▸ **What to produce**:
From the onboarding discussion below, extract the passage from "Ultimately what it" up to and including "a single change.", copied word for word.

When the company is like a 10 person startup, find people who can onboard
themselves. When it's like 100 person company, then start thinking about
optimizing employee onboarding. Between the 10 and 100, I'd say find that
product market fit and onboard customers faster than you onboard employees for
a successful company...

------
stevenjohns
This isn’t great advice for technical hires. Maybe for seniors experienced
with the stack, but for anyone else you’d get a lot more mileage out of the
on-boarding process by having them do stack-related tutorials, explaining
things like the deployment process and setting the standard for
collaboration/communication within the team.

Ultimately what it comes down to is that lazy engineers will be lazy and that
motivated engineers won’t lose their spark just because they spent a week
meeting the team. The author seems to think that the opposite is what takes
place both counts. I don’t agree with that.

------
bloopernova
Anecdotally: The best jobs I've had were ones where I was able to contribute
to the team on day 1 or 2. The worst jobs were the ones where it took me 3+
weeks before I got assigned enough permissions to make a single change.

Which goes a little against the idea of slowly introducing trust, but these
were sysadmin/devops jobs, not coding. YMMV.

EDIT: By "best" I mean "most productive, most enjoyable, most memorable". All
accusations of selective memory or bias on my part are of course accepted.

▸ **Given records**:
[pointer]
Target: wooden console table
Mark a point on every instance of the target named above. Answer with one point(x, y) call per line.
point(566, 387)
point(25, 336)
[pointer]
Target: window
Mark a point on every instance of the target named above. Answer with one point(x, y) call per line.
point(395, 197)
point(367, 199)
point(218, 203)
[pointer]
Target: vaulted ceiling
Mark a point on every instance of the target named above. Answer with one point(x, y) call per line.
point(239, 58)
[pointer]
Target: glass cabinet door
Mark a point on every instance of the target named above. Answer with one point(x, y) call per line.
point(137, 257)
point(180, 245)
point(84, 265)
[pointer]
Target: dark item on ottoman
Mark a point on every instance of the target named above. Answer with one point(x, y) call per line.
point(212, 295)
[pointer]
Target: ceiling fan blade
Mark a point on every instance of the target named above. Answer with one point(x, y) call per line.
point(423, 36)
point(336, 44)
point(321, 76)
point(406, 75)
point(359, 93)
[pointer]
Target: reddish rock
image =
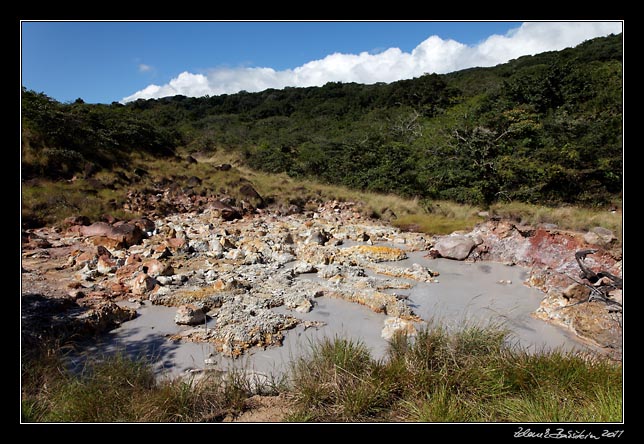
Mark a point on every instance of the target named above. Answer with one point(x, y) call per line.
point(144, 224)
point(127, 271)
point(157, 268)
point(107, 242)
point(105, 265)
point(102, 251)
point(76, 220)
point(189, 314)
point(133, 259)
point(125, 234)
point(176, 243)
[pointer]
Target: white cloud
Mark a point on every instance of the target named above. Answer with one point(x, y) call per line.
point(433, 55)
point(145, 68)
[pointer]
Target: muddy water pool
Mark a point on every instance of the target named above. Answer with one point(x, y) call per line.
point(465, 293)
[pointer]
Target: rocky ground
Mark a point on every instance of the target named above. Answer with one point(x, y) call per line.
point(233, 262)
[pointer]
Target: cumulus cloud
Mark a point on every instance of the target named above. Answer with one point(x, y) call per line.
point(433, 55)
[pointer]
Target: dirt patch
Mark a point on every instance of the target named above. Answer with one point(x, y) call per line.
point(264, 409)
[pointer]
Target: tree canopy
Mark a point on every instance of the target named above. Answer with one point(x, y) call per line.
point(544, 128)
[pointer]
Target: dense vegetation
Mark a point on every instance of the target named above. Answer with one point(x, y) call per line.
point(544, 128)
point(469, 375)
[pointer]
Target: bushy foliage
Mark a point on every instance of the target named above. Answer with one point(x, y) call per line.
point(544, 128)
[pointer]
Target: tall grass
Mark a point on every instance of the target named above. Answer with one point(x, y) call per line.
point(566, 217)
point(122, 389)
point(48, 202)
point(469, 375)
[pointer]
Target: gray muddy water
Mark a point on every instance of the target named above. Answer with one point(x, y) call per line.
point(465, 292)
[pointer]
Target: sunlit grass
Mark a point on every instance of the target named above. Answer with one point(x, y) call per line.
point(467, 375)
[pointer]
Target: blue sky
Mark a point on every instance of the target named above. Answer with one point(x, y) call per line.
point(102, 62)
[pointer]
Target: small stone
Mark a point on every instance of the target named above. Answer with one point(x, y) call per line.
point(189, 314)
point(576, 292)
point(142, 284)
point(394, 325)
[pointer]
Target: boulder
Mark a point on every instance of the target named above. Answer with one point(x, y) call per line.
point(251, 195)
point(599, 236)
point(189, 314)
point(456, 247)
point(154, 268)
point(320, 237)
point(105, 265)
point(225, 211)
point(142, 284)
point(126, 234)
point(76, 220)
point(576, 292)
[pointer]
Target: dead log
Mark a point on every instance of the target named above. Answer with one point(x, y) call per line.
point(600, 283)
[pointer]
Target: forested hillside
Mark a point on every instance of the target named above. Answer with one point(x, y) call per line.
point(544, 128)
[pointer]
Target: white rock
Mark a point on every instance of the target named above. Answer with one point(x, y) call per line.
point(397, 325)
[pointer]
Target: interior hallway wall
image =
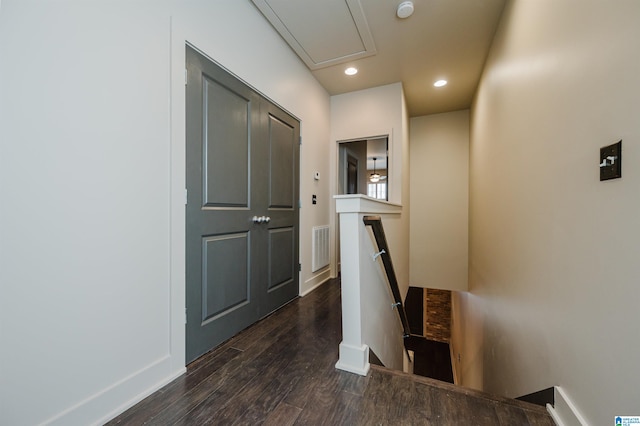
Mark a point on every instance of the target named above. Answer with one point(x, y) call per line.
point(92, 190)
point(439, 221)
point(369, 113)
point(553, 251)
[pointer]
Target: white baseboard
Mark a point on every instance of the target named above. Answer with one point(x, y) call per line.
point(315, 282)
point(106, 404)
point(564, 412)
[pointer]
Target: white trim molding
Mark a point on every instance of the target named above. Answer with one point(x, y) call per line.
point(564, 412)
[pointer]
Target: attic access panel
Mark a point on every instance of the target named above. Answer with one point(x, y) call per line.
point(322, 33)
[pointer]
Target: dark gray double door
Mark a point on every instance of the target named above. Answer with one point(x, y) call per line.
point(242, 159)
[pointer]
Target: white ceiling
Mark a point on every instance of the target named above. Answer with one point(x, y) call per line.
point(443, 39)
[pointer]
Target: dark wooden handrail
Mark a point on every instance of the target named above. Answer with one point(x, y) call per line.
point(375, 222)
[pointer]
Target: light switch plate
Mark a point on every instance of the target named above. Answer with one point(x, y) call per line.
point(611, 161)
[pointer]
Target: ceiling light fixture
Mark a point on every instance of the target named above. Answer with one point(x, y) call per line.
point(374, 177)
point(405, 9)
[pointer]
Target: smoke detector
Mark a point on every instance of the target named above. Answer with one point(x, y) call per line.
point(405, 9)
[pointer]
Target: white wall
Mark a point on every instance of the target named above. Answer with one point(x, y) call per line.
point(377, 112)
point(553, 251)
point(92, 190)
point(439, 161)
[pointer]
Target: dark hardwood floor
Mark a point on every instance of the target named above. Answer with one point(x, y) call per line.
point(280, 371)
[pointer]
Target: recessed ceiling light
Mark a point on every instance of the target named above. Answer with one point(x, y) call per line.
point(405, 9)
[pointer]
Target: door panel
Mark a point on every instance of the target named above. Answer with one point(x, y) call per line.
point(225, 274)
point(281, 258)
point(281, 171)
point(242, 159)
point(284, 149)
point(226, 149)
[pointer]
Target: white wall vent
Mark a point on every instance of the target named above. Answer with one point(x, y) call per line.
point(320, 247)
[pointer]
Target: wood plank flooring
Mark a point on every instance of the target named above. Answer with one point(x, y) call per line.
point(280, 371)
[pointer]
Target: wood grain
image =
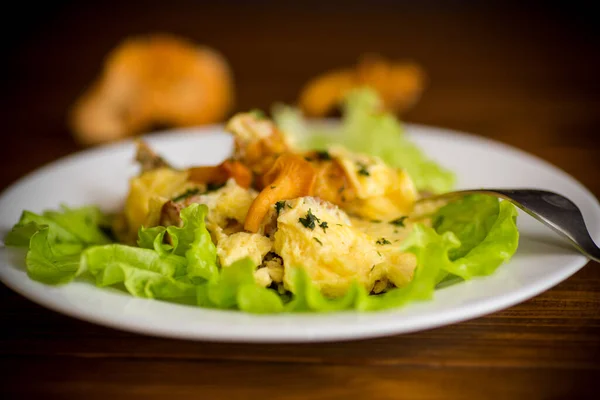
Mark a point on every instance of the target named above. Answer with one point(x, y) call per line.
point(524, 76)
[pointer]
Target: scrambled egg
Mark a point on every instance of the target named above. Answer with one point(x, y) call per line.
point(319, 237)
point(243, 244)
point(151, 190)
point(334, 249)
point(227, 209)
point(382, 192)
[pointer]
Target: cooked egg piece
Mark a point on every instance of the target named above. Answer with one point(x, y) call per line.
point(160, 184)
point(382, 192)
point(318, 237)
point(227, 209)
point(241, 245)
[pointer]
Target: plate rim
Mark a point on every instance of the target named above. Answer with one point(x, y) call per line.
point(502, 302)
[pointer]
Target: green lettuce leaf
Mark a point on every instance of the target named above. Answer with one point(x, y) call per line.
point(143, 272)
point(436, 260)
point(49, 263)
point(193, 240)
point(366, 129)
point(235, 287)
point(55, 240)
point(469, 218)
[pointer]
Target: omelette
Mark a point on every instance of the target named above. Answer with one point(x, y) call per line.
point(339, 215)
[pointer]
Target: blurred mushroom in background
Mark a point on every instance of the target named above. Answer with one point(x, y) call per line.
point(399, 84)
point(153, 80)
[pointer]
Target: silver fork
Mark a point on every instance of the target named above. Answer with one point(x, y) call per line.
point(552, 209)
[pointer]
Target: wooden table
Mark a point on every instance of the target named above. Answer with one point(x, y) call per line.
point(523, 76)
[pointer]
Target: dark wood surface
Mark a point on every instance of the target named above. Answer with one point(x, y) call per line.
point(524, 76)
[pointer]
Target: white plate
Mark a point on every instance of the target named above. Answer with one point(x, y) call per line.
point(100, 176)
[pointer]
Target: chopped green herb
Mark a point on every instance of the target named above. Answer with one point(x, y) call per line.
point(186, 194)
point(214, 186)
point(383, 241)
point(362, 169)
point(324, 226)
point(279, 205)
point(258, 114)
point(399, 221)
point(323, 155)
point(309, 220)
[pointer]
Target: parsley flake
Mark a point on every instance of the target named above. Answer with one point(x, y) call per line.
point(279, 205)
point(323, 155)
point(399, 221)
point(324, 226)
point(309, 220)
point(258, 114)
point(214, 186)
point(362, 169)
point(383, 241)
point(186, 194)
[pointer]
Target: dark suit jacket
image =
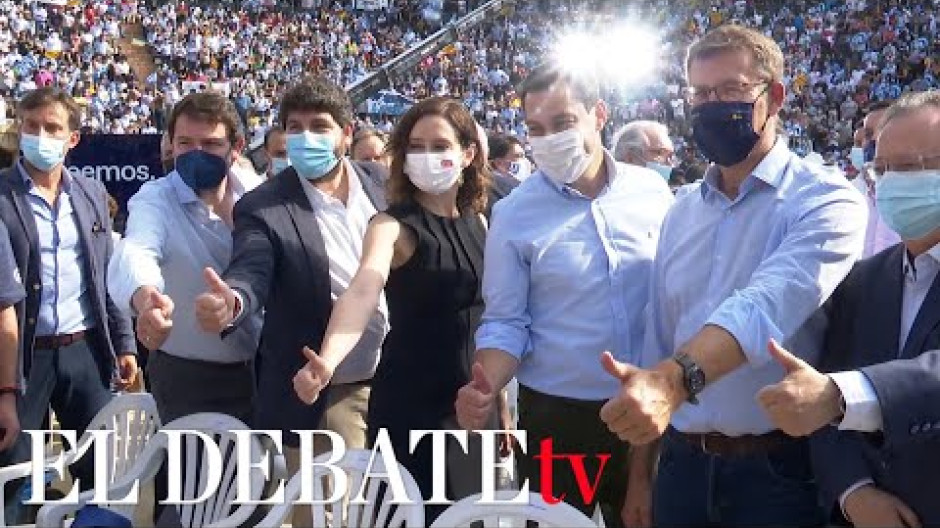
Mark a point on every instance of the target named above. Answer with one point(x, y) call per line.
point(90, 201)
point(279, 263)
point(904, 459)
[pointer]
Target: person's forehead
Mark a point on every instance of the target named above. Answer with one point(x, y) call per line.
point(722, 66)
point(915, 133)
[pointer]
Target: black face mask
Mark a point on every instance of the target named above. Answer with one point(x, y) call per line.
point(201, 170)
point(724, 131)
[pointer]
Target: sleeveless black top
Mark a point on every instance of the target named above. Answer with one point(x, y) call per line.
point(435, 304)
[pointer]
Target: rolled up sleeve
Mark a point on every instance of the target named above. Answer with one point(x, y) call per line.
point(506, 319)
point(136, 260)
point(818, 251)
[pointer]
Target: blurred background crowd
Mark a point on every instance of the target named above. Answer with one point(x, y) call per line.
point(129, 61)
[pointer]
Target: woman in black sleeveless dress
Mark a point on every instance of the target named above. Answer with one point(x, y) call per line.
point(426, 250)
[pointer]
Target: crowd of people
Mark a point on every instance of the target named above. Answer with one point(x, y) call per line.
point(846, 55)
point(725, 350)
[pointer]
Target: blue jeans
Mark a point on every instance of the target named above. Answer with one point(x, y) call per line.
point(694, 488)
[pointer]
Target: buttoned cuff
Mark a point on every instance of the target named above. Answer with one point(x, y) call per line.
point(860, 484)
point(862, 409)
point(503, 337)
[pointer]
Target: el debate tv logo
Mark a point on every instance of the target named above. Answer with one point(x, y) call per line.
point(382, 464)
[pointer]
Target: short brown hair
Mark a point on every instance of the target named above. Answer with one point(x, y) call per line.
point(317, 94)
point(584, 87)
point(476, 178)
point(48, 95)
point(208, 107)
point(766, 54)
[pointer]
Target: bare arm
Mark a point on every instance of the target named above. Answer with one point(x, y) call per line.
point(354, 309)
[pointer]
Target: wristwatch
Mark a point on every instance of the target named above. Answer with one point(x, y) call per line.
point(693, 377)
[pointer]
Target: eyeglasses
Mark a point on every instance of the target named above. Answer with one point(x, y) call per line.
point(910, 164)
point(729, 91)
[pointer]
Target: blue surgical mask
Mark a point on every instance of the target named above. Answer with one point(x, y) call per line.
point(909, 202)
point(201, 170)
point(724, 131)
point(857, 157)
point(870, 151)
point(278, 165)
point(312, 155)
point(42, 152)
point(664, 170)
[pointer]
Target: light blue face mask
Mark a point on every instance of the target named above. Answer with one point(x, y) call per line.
point(909, 202)
point(311, 154)
point(42, 152)
point(664, 170)
point(278, 165)
point(857, 157)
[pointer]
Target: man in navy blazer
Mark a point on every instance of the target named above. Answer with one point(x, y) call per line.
point(876, 418)
point(76, 344)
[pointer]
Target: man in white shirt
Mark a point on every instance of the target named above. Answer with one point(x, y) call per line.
point(878, 462)
point(177, 226)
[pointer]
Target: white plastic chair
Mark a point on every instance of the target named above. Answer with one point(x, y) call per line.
point(378, 511)
point(133, 417)
point(216, 511)
point(467, 511)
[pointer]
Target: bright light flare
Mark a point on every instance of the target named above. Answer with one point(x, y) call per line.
point(624, 56)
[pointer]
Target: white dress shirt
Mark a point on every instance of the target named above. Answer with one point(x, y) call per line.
point(171, 237)
point(862, 409)
point(343, 227)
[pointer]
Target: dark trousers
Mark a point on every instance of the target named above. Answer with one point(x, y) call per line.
point(575, 428)
point(182, 386)
point(70, 380)
point(694, 488)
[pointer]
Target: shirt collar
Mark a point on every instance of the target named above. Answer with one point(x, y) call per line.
point(184, 193)
point(28, 180)
point(770, 170)
point(324, 200)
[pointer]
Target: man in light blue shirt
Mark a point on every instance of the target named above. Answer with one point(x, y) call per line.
point(749, 255)
point(177, 226)
point(567, 268)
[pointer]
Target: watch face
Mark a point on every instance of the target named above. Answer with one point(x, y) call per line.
point(696, 380)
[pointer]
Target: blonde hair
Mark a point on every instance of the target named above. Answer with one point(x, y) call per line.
point(910, 103)
point(766, 54)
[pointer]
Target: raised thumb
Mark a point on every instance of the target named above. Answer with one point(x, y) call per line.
point(480, 381)
point(311, 356)
point(615, 368)
point(788, 361)
point(215, 283)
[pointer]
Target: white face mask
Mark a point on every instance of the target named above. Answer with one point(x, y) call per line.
point(561, 156)
point(520, 169)
point(433, 172)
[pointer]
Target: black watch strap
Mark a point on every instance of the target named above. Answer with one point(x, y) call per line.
point(693, 377)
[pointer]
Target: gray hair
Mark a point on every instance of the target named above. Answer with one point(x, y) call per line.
point(633, 136)
point(910, 103)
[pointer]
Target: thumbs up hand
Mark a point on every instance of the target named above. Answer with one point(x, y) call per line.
point(641, 411)
point(804, 401)
point(475, 400)
point(154, 319)
point(313, 377)
point(215, 309)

▸ **Result of this exercise**:
Ultimately what it comes down to is that lazy engineers will be lazy and that
motivated engineers won’t lose their spark just because they spent a week
meeting the team. The author seems to think that the opposite is what takes
place both counts. I don’t agree with that.

------
bloopernova
Anecdotally: The best jobs I've had were ones where I was able to contribute
to the team on day 1 or 2. The worst jobs were the ones where it took me 3+
weeks before I got assigned enough permissions to make a single change.